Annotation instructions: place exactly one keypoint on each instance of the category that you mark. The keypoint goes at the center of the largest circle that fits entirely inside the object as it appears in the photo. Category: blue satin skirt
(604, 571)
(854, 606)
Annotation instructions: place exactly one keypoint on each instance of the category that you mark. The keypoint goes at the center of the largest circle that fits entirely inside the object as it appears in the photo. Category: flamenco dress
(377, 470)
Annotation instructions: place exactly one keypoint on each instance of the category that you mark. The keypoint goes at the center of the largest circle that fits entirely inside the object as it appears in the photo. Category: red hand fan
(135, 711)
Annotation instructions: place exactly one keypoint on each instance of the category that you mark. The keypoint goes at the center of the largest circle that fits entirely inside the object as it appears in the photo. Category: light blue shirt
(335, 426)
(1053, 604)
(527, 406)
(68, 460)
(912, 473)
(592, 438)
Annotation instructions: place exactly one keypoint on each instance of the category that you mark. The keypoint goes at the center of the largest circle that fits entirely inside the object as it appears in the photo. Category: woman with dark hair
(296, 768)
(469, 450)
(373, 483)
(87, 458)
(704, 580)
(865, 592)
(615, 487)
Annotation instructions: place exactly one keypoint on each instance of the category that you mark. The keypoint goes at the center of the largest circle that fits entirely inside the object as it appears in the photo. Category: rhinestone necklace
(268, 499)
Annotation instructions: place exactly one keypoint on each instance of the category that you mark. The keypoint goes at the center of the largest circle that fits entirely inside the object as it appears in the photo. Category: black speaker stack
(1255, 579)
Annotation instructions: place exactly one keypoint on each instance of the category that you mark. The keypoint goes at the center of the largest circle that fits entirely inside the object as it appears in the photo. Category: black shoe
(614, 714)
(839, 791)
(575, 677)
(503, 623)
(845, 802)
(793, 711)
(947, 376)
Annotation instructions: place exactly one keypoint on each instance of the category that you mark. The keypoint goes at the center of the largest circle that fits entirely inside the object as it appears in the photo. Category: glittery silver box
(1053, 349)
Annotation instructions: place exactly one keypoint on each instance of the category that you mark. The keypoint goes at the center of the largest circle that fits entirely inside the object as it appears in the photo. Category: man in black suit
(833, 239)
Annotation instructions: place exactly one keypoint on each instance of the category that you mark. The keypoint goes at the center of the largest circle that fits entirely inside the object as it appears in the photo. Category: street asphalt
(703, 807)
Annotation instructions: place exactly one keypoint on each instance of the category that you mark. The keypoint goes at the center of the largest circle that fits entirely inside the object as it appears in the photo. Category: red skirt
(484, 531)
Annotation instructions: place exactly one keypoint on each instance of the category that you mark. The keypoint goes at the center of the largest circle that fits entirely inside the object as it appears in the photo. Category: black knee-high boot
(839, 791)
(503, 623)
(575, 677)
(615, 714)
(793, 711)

+ + +

__WHAT TO PRODUCE__:
Rewrite every one of the records above with "photo" changed to "image" and everything else left the same.

__PROBLEM SOLUTION__:
Annotation instructions: place exactly one keypoint on each instance of the category that you mark. The keypoint goes at the center of the largest circle that fits entirely inside the object as it appears in the image. Category: blue satin skirt
(604, 571)
(854, 606)
Annotation instructions: place exactly one keypoint on each instance of the category that you mark. The keypoint goes at the center of the largest circle that fits entirely inside the object as it appears in the image. Category: flamenco dress
(377, 470)
Annotation instructions: place exactly one keypoint on each instance of the category that you mark. The keypoint goes at the center of the largest circle that fits entirely inside the object as it appears in the image. Category: red hand fan
(135, 711)
Annotation instructions: place exactly one keypoint on each instance of the category that you mark. The keypoint goes at the center of the largest circle that fits entirely inside the object as it appears in the image. Category: light blue shirt
(335, 426)
(1053, 604)
(527, 406)
(68, 460)
(912, 473)
(592, 438)
Annotation instructions: place exactly one keypoint on each instance of the category that you mark. The keypoint goes at the center of the largest circle that fits entirely inside the object as it appears in the image. Category: woman with dark hair
(296, 768)
(469, 450)
(373, 483)
(87, 458)
(704, 580)
(865, 592)
(615, 487)
Annotation instructions: place exactly one keypoint on each instance of the category that you mark. The keypoint goes at the center of the largest circle that fits entirely inside the object as it appears in the image. Category: rhinestone necklace
(268, 499)
Annotation instructions: place exactly one keypoint on each instance of the category that you mark. The keypoint goes at the center of the largest circle that fits entirely inside the object as it appears in the image. Category: black speaker stack
(1255, 579)
Annotation instructions: place exactly one keypoint on each instance of the category that you mark. The keypoint goes at the center of the largest circle that fits entirely inside the object as it appears in the image. Category: black shoe
(614, 714)
(839, 791)
(575, 677)
(503, 623)
(845, 802)
(793, 711)
(947, 376)
Annotation instructions: place exactly one keypoint on each instance of the category that you mark. The keypoint goes at the center of the largest circle that fits entirely inside the object as it appears in the image. Category: glittery silver box
(1053, 349)
Annotation instructions: place exactly one keypoint on each instance of the category that you mark. The keypoint goes at the center of the largest circle that fits entirely inside the object as it appears in the image. Category: man in black suit
(833, 239)
Annotation instructions: place exactly one keypoint on each instance of the category that you mark. The keypoint goes at the center of the largest circle that fits entirely inside the object as it appears in the image. Category: street asphalt
(703, 807)
Annotation instructions: place exactly one keypoint on each instance of the category that you mark. The keypoint goes at the center of the largest circle that fits entirely inside the object as it appears in the image. Category: red skirt
(484, 531)
Annotation instructions: place exactly one keypoint on each instance of the category that you mark. The keypoint goes at the center of the largest circle that fits entirely inside the object as it appears in the image. Category: black knee-high boot
(839, 791)
(503, 623)
(575, 677)
(615, 714)
(793, 711)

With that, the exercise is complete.